- What to do
Find each line in the rows below that contains the word "with", and copy those lines in full.

- Record excerpts
--- Start ---

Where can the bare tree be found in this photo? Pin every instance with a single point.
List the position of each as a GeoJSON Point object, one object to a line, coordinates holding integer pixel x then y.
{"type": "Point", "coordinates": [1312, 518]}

--- End ---
--- Start ---

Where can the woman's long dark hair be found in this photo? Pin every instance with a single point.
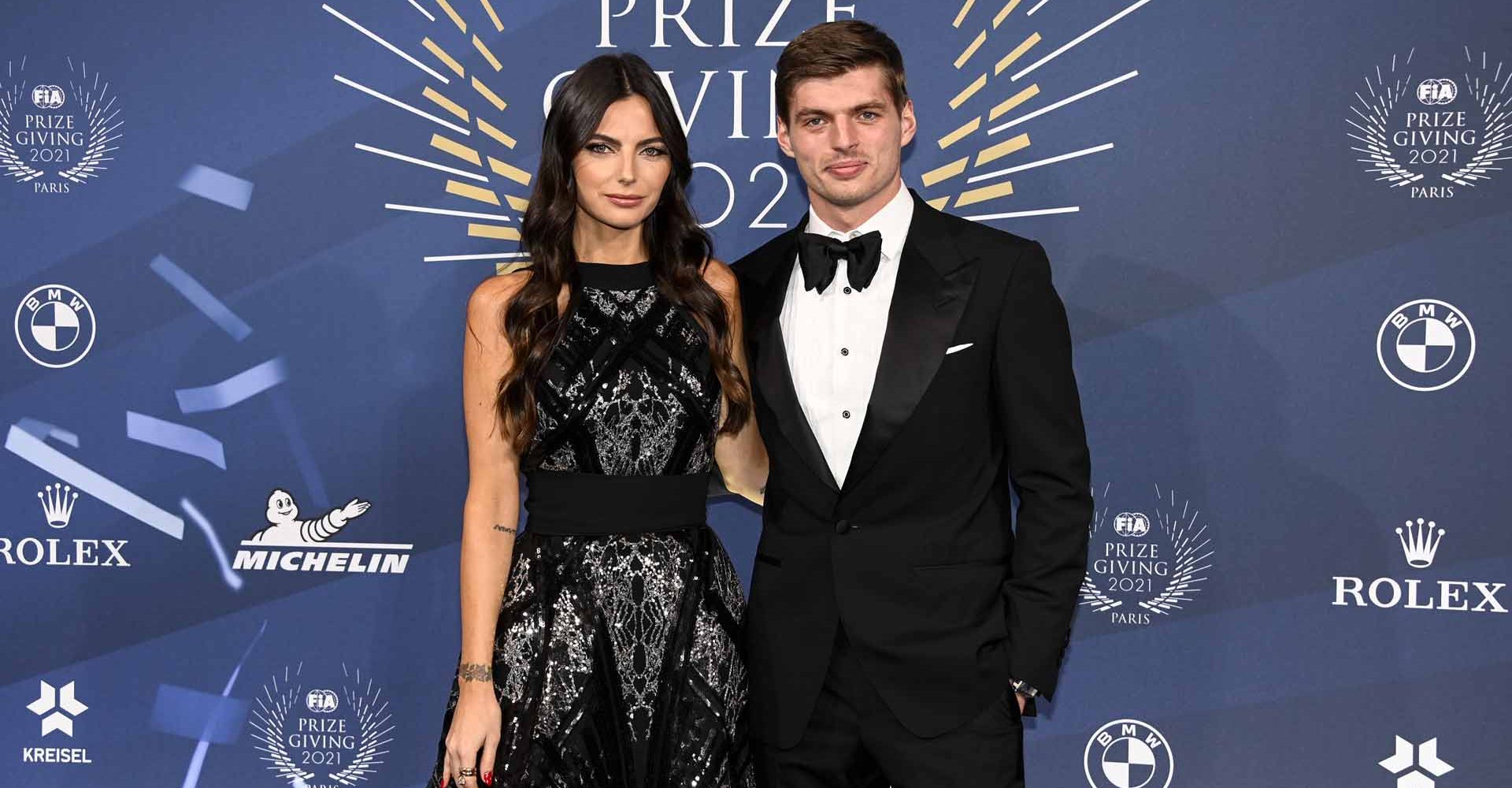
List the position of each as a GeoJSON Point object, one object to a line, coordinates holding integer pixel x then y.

--- End ---

- Solution for this exercise
Where can the bare tree be found in this photo? Pin every instance with a single point.
Where can the woman's long dark hair be found in this photo? Pin every instance with a single point.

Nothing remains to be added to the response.